What you should do — Starting at the beginning of the rows and going on through the line that contains "M 22 227 L 22", write those lines again, substituting "contour" for "outline" and leaving everything else unchanged.

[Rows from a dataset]
--- BEGIN ---

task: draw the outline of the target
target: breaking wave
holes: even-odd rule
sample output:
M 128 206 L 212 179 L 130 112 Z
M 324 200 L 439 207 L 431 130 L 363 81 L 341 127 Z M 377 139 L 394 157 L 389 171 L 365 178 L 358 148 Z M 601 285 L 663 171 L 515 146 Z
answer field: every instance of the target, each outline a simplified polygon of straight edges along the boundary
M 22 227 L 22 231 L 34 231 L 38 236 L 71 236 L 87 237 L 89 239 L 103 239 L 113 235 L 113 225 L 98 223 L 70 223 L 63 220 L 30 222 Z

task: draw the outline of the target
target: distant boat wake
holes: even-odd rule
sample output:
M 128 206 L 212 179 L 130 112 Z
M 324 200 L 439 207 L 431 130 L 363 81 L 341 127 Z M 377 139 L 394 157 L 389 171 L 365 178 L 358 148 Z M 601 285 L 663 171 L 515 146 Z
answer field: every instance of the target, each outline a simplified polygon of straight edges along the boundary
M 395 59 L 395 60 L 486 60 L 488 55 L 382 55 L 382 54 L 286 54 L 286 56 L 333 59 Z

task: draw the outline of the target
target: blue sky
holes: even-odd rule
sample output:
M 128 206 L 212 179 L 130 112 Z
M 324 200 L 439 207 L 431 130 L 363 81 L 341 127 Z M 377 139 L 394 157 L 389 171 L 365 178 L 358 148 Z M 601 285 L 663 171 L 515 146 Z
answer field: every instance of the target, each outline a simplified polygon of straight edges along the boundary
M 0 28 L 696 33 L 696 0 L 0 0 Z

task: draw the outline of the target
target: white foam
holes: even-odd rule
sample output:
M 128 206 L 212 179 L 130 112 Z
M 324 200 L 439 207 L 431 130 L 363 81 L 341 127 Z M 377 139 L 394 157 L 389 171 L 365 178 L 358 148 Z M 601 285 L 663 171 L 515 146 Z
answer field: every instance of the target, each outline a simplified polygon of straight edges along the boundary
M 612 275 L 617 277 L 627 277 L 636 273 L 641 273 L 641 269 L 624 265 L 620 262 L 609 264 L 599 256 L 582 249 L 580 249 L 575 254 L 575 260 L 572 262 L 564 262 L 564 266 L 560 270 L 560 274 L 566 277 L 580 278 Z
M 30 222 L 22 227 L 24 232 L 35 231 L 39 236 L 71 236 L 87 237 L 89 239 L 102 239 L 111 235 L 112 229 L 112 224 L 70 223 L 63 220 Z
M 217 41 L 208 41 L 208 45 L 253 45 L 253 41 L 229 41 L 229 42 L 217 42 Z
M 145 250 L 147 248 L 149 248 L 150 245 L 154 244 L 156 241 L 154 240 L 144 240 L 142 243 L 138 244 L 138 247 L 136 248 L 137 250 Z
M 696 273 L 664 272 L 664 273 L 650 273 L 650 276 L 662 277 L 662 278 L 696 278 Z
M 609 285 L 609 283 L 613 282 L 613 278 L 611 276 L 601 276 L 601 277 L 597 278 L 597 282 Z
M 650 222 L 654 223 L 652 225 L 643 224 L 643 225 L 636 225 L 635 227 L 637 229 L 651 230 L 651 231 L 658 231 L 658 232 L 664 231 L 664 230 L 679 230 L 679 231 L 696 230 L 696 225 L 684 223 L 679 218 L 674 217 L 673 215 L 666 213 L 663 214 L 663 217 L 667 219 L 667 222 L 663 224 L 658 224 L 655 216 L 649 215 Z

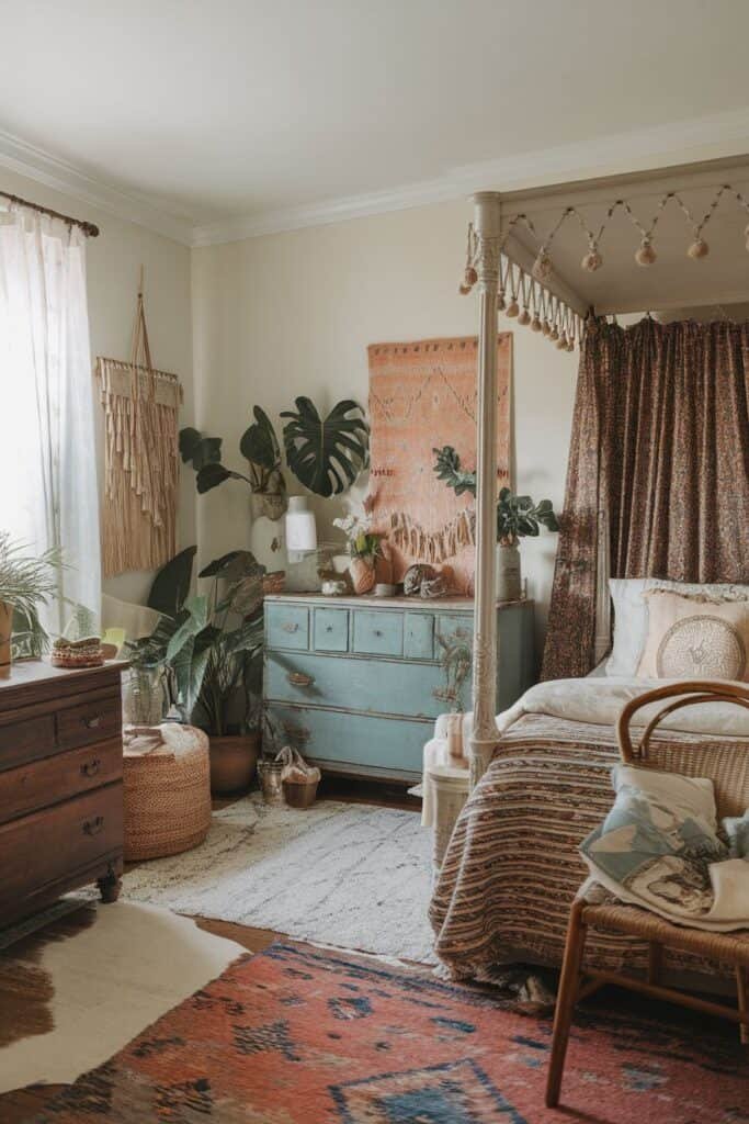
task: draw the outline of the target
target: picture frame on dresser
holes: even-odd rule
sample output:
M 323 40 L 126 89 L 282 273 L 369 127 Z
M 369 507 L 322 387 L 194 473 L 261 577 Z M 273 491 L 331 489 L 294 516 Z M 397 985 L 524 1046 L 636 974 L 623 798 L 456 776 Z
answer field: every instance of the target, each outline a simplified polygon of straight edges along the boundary
M 533 602 L 496 606 L 497 704 L 535 677 Z M 413 782 L 445 700 L 444 645 L 473 643 L 467 597 L 265 598 L 264 708 L 271 724 L 323 771 Z M 471 674 L 454 709 L 471 706 Z
M 126 667 L 29 660 L 0 678 L 0 927 L 90 882 L 117 900 Z

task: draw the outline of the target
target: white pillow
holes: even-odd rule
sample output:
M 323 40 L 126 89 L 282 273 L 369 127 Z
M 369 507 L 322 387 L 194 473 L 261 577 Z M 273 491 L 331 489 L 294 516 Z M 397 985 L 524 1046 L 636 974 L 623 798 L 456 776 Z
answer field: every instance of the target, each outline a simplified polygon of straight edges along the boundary
M 749 600 L 749 586 L 689 583 L 665 578 L 610 578 L 614 607 L 614 641 L 606 661 L 606 676 L 637 676 L 648 635 L 646 589 L 668 589 L 682 597 L 718 597 L 723 601 Z

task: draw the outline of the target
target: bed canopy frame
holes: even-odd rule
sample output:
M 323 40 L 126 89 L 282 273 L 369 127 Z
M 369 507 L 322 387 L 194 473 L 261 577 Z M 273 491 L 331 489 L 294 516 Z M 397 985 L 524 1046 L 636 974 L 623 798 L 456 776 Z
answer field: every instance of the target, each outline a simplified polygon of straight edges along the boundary
M 583 342 L 585 318 L 716 308 L 749 300 L 749 157 L 473 197 L 460 292 L 478 294 L 476 575 L 471 785 L 497 744 L 497 314 L 560 351 Z M 596 574 L 596 654 L 610 637 L 608 552 Z

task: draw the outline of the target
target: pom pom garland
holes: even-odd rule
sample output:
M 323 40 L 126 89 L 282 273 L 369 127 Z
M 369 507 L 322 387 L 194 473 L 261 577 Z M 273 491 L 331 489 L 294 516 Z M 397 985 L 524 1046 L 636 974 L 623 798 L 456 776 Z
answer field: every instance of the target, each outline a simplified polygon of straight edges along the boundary
M 640 248 L 634 255 L 634 261 L 638 265 L 652 265 L 657 256 L 650 239 L 643 238 L 640 243 Z
M 700 257 L 706 257 L 709 253 L 710 253 L 710 246 L 707 245 L 704 238 L 695 238 L 689 248 L 687 250 L 687 254 L 689 255 L 689 257 L 693 257 L 695 261 L 697 261 L 697 259 Z
M 603 257 L 601 257 L 601 254 L 597 252 L 597 250 L 588 250 L 587 254 L 581 262 L 581 265 L 588 273 L 595 273 L 595 271 L 600 270 L 601 266 L 603 265 Z

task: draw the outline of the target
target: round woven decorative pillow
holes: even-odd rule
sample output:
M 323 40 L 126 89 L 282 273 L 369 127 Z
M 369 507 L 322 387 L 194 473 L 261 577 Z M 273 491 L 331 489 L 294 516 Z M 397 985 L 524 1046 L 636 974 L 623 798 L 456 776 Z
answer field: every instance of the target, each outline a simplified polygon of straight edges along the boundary
M 126 729 L 125 742 L 126 862 L 198 846 L 211 824 L 207 735 L 165 724 Z

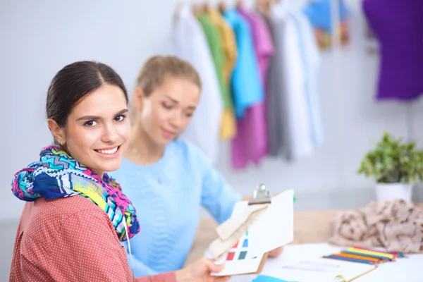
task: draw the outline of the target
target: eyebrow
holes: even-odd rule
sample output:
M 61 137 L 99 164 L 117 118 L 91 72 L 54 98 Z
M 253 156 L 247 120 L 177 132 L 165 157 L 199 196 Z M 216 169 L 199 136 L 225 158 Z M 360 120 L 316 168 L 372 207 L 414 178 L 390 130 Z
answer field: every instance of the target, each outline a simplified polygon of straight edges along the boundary
M 122 115 L 125 113 L 127 113 L 128 111 L 129 111 L 129 110 L 128 109 L 124 109 L 121 111 L 120 111 L 119 112 L 118 112 L 115 116 L 120 116 Z M 102 119 L 101 117 L 97 116 L 81 116 L 80 118 L 79 118 L 78 119 L 76 120 L 76 121 L 92 121 L 92 120 L 99 120 L 99 119 Z
M 176 104 L 179 104 L 179 102 L 178 100 L 174 99 L 173 98 L 172 98 L 170 96 L 166 96 L 166 98 L 168 98 L 169 100 L 172 101 L 173 103 L 175 103 Z M 188 109 L 195 110 L 195 106 L 189 106 Z

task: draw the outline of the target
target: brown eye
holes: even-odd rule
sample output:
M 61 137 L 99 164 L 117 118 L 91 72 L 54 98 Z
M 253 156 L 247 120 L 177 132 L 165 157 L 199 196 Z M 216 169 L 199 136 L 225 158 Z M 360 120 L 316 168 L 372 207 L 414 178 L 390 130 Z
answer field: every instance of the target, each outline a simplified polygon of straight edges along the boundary
M 125 119 L 125 115 L 118 116 L 115 118 L 115 121 L 122 121 Z
M 85 126 L 92 127 L 97 125 L 97 123 L 95 121 L 88 121 L 84 123 Z
M 166 103 L 164 103 L 164 104 L 163 104 L 163 106 L 164 106 L 165 109 L 167 109 L 168 110 L 170 110 L 171 109 L 172 109 L 172 105 L 171 105 L 170 104 L 166 104 Z

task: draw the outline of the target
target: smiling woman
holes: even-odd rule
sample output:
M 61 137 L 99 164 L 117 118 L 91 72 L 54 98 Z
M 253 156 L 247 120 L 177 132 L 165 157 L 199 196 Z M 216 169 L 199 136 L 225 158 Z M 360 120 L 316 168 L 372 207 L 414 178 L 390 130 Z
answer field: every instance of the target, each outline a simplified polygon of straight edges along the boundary
M 128 94 L 121 78 L 105 65 L 99 64 L 96 73 L 90 71 L 90 62 L 79 63 L 87 64 L 86 72 L 72 72 L 76 66 L 70 66 L 51 82 L 47 104 L 49 128 L 56 144 L 102 176 L 119 167 L 127 147 Z M 82 79 L 82 75 L 88 76 Z M 65 76 L 75 82 L 76 94 L 66 92 L 72 87 L 59 87 L 58 80 Z
M 120 185 L 104 173 L 120 166 L 130 133 L 122 80 L 101 63 L 66 66 L 51 81 L 47 114 L 54 145 L 12 181 L 13 194 L 27 202 L 10 281 L 133 281 L 119 242 L 140 224 Z M 203 259 L 136 281 L 225 281 L 209 275 L 222 267 Z

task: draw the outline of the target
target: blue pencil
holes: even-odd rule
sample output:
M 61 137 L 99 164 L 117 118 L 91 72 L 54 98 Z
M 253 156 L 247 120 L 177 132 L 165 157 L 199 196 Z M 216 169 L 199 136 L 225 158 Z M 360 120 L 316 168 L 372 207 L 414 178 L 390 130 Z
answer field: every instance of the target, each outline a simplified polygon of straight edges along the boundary
M 345 260 L 345 261 L 352 262 L 360 262 L 360 263 L 367 264 L 374 264 L 374 262 L 369 262 L 368 260 L 352 259 L 351 257 L 339 257 L 339 256 L 333 255 L 323 256 L 323 257 L 325 259 L 333 259 Z
M 345 252 L 345 254 L 351 254 L 351 255 L 362 255 L 362 256 L 364 256 L 364 257 L 374 257 L 376 259 L 384 259 L 384 260 L 388 260 L 390 262 L 392 262 L 392 261 L 395 260 L 395 259 L 390 259 L 389 257 L 384 257 L 384 256 L 379 256 L 377 255 L 363 254 L 362 252 L 355 252 L 347 251 L 347 250 L 343 250 L 341 252 Z

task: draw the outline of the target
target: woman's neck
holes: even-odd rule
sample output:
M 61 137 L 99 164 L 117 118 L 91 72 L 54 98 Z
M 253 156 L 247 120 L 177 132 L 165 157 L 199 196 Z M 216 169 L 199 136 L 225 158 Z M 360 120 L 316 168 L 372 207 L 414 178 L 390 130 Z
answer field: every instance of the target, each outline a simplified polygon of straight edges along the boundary
M 141 125 L 133 128 L 125 157 L 135 164 L 147 166 L 157 161 L 164 152 L 164 146 L 157 145 Z

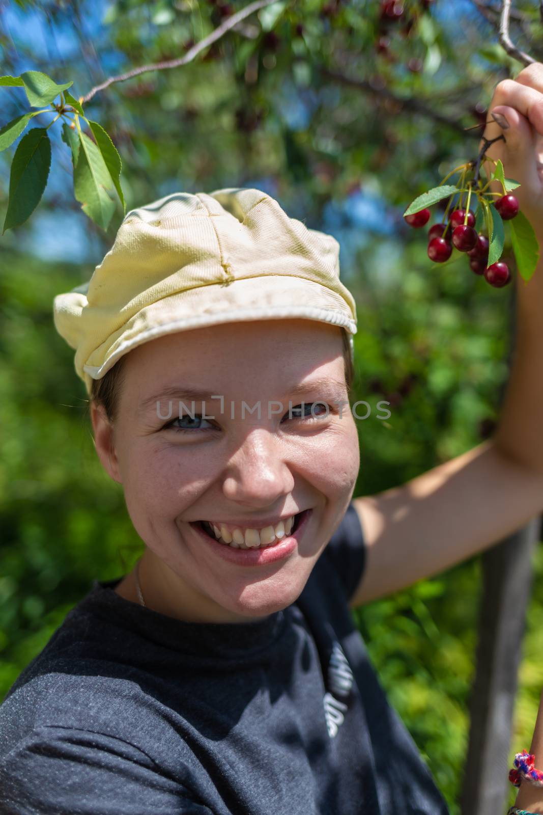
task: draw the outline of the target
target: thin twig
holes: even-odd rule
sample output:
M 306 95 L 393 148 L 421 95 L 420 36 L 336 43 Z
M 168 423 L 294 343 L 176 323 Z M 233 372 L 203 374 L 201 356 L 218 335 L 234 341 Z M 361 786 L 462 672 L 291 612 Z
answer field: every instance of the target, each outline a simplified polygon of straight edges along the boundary
M 486 152 L 488 149 L 488 148 L 490 147 L 490 145 L 493 144 L 494 142 L 499 142 L 501 139 L 502 139 L 504 142 L 506 140 L 506 137 L 503 135 L 503 134 L 501 134 L 501 135 L 500 135 L 500 136 L 497 136 L 496 139 L 483 139 L 483 147 L 481 148 L 481 149 L 479 152 L 479 156 L 477 156 L 477 161 L 471 162 L 471 166 L 475 169 L 475 174 L 474 174 L 474 176 L 473 176 L 473 183 L 474 183 L 474 184 L 476 184 L 477 187 L 480 187 L 480 182 L 479 182 L 479 174 L 480 174 L 480 169 L 481 169 L 481 161 L 484 158 Z
M 493 15 L 498 19 L 501 15 L 501 2 L 497 5 L 494 5 L 491 2 L 484 2 L 483 0 L 471 0 L 471 2 L 490 22 L 493 22 L 491 20 Z M 516 8 L 511 8 L 510 17 L 511 20 L 515 20 L 519 23 L 528 23 L 530 20 L 528 15 L 527 15 L 524 11 L 519 11 Z
M 208 46 L 212 45 L 213 42 L 217 42 L 217 40 L 221 39 L 227 31 L 233 29 L 238 23 L 242 20 L 245 20 L 249 15 L 252 14 L 254 11 L 257 11 L 261 8 L 264 8 L 265 6 L 271 6 L 273 2 L 276 0 L 256 0 L 255 2 L 249 3 L 245 8 L 243 8 L 237 14 L 233 14 L 230 17 L 227 17 L 218 28 L 215 29 L 214 31 L 199 42 L 197 42 L 192 48 L 190 48 L 182 57 L 178 57 L 176 59 L 167 59 L 164 62 L 157 62 L 153 65 L 142 65 L 140 68 L 134 68 L 131 71 L 127 71 L 126 73 L 120 73 L 117 77 L 109 77 L 104 82 L 100 85 L 95 86 L 92 88 L 88 94 L 86 94 L 81 99 L 82 104 L 90 102 L 90 99 L 100 90 L 104 90 L 108 88 L 110 85 L 113 82 L 124 82 L 127 79 L 132 79 L 133 77 L 138 77 L 142 73 L 147 73 L 148 71 L 164 71 L 170 68 L 179 68 L 181 65 L 186 65 L 187 63 L 190 62 L 195 56 L 199 54 L 201 51 L 207 48 Z
M 342 85 L 348 85 L 353 88 L 358 88 L 359 90 L 363 90 L 365 93 L 374 94 L 381 99 L 391 99 L 392 102 L 401 105 L 405 110 L 412 111 L 414 113 L 420 113 L 421 116 L 433 119 L 441 125 L 446 125 L 458 133 L 462 133 L 462 135 L 466 135 L 466 132 L 469 133 L 456 119 L 444 116 L 443 113 L 440 113 L 439 111 L 430 105 L 427 105 L 420 99 L 413 99 L 412 97 L 396 96 L 396 94 L 393 94 L 388 88 L 373 87 L 370 82 L 366 79 L 354 79 L 353 77 L 345 76 L 344 73 L 331 71 L 327 68 L 320 68 L 319 71 L 329 79 L 333 79 Z M 476 135 L 479 138 L 479 134 L 469 133 L 469 134 Z
M 529 54 L 519 51 L 513 43 L 509 35 L 509 17 L 511 12 L 511 0 L 502 0 L 501 16 L 500 18 L 500 43 L 507 53 L 522 62 L 523 65 L 532 65 L 536 60 Z

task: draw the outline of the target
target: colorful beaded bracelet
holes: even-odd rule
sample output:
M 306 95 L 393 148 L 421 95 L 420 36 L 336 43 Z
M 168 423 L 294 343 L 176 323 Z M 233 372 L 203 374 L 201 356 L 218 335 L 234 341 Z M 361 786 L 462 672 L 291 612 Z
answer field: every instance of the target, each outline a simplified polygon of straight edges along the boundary
M 535 756 L 531 756 L 526 750 L 517 753 L 513 764 L 515 767 L 509 771 L 509 780 L 515 786 L 520 786 L 523 778 L 536 786 L 543 786 L 543 773 L 534 767 Z

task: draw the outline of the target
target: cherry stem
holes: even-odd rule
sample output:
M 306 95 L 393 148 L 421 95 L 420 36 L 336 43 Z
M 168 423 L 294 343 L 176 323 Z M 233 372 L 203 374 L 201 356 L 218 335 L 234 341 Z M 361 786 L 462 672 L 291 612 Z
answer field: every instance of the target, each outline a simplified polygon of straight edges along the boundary
M 471 200 L 471 184 L 469 185 L 467 193 L 467 204 L 466 205 L 466 215 L 464 216 L 464 226 L 467 224 L 467 218 L 470 214 L 470 201 Z
M 479 156 L 477 156 L 477 161 L 471 161 L 470 162 L 471 165 L 475 168 L 475 174 L 473 176 L 473 183 L 474 183 L 474 184 L 476 184 L 477 187 L 480 186 L 480 183 L 479 183 L 479 174 L 480 174 L 480 169 L 481 169 L 481 161 L 483 161 L 483 158 L 484 157 L 485 152 L 487 152 L 487 150 L 488 149 L 488 148 L 490 147 L 491 144 L 493 144 L 494 142 L 499 142 L 499 141 L 501 141 L 501 140 L 503 140 L 504 142 L 506 140 L 506 137 L 503 135 L 503 134 L 501 134 L 499 136 L 497 136 L 496 139 L 483 139 L 483 147 L 481 148 L 480 152 L 479 153 Z

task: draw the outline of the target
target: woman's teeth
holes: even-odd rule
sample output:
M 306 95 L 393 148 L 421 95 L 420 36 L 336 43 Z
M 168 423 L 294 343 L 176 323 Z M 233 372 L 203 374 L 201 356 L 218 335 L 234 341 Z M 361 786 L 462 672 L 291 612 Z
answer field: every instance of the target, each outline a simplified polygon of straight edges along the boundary
M 217 526 L 216 524 L 203 521 L 205 531 L 212 535 L 220 543 L 227 544 L 236 549 L 258 548 L 271 546 L 278 540 L 290 535 L 294 526 L 295 515 L 279 521 L 274 526 L 265 526 L 264 529 L 229 529 L 225 524 Z

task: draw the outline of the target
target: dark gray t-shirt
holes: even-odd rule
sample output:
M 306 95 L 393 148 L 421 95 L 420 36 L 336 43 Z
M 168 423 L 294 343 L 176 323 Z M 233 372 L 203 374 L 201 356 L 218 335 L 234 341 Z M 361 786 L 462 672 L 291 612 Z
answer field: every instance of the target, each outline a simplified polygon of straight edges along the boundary
M 256 623 L 94 580 L 0 706 L 2 815 L 449 815 L 353 625 L 365 559 L 351 504 Z

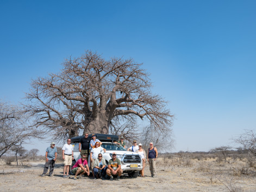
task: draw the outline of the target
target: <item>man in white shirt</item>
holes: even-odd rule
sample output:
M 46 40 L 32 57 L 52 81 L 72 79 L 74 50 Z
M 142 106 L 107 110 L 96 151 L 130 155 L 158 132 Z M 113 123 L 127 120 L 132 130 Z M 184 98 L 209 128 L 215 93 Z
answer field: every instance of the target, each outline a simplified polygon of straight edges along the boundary
M 133 141 L 133 145 L 127 149 L 128 151 L 130 150 L 133 152 L 135 152 L 137 150 L 139 150 L 139 146 L 137 145 L 137 141 Z
M 64 160 L 64 168 L 63 168 L 63 177 L 70 177 L 68 175 L 70 171 L 70 166 L 72 165 L 72 161 L 74 160 L 74 154 L 73 153 L 73 146 L 71 144 L 71 139 L 67 140 L 67 143 L 64 144 L 62 148 L 62 156 Z M 65 175 L 66 174 L 66 175 Z

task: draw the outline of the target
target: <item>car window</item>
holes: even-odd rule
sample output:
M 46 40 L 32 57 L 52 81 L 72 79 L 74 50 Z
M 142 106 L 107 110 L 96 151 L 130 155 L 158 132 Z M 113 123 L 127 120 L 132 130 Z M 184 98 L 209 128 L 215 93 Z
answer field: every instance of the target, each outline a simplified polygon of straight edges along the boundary
M 123 146 L 112 143 L 103 143 L 101 145 L 107 150 L 126 151 Z

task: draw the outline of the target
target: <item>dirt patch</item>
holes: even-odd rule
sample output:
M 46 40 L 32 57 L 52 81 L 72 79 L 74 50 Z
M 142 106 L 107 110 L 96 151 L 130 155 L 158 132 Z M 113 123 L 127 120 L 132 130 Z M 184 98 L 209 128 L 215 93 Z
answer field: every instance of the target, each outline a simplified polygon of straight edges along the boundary
M 164 164 L 161 158 L 157 163 L 157 177 L 150 177 L 148 165 L 145 168 L 144 178 L 129 178 L 124 174 L 120 181 L 94 180 L 91 177 L 64 178 L 63 165 L 56 163 L 53 177 L 42 177 L 43 162 L 30 163 L 20 167 L 0 165 L 1 191 L 80 191 L 97 185 L 102 191 L 228 191 L 227 186 L 240 191 L 256 191 L 256 178 L 251 175 L 241 174 L 238 169 L 242 162 L 223 165 L 211 160 L 195 160 L 191 165 Z M 235 170 L 236 169 L 236 170 Z M 235 171 L 236 172 L 235 172 Z M 73 177 L 73 176 L 72 176 Z

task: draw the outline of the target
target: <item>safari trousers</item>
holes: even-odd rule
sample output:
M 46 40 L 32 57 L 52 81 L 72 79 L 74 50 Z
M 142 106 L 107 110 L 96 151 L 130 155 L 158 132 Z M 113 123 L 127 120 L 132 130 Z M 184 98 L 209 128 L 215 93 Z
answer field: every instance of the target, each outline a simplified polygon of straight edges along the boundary
M 48 169 L 49 169 L 49 167 L 50 168 L 50 171 L 49 172 L 49 175 L 52 175 L 53 172 L 53 169 L 54 168 L 55 165 L 55 161 L 52 160 L 48 160 L 47 162 L 45 162 L 45 168 L 43 169 L 43 174 L 46 174 L 48 171 Z
M 151 173 L 151 176 L 157 175 L 157 167 L 155 167 L 155 158 L 149 158 L 148 163 L 149 163 L 149 170 Z

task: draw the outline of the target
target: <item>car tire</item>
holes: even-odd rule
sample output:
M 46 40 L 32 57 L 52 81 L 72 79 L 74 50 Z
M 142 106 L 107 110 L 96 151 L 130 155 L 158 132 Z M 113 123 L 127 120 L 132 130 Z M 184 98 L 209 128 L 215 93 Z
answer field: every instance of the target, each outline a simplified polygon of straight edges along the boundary
M 136 178 L 139 176 L 139 171 L 134 171 L 133 172 L 128 173 L 128 175 L 130 177 Z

--- END ---

Result of the task —
task: draw the contour of the target
target: breaking wave
holes: even-odd rule
sample output:
M 128 206 L 212 179 L 130 112 Z
M 324 200 L 439 207 L 431 130 L 363 81 L 341 127 Z M 377 139 L 394 157 L 389 171 L 365 178 L 358 148 Z M 601 285 L 663 171 L 515 146 Z
answer field: every instance of the target, each contour a simplified polygon of straight edges along the boundary
M 22 227 L 22 231 L 34 231 L 38 236 L 71 236 L 87 237 L 89 239 L 103 239 L 113 235 L 113 225 L 98 223 L 70 223 L 63 220 L 30 222 Z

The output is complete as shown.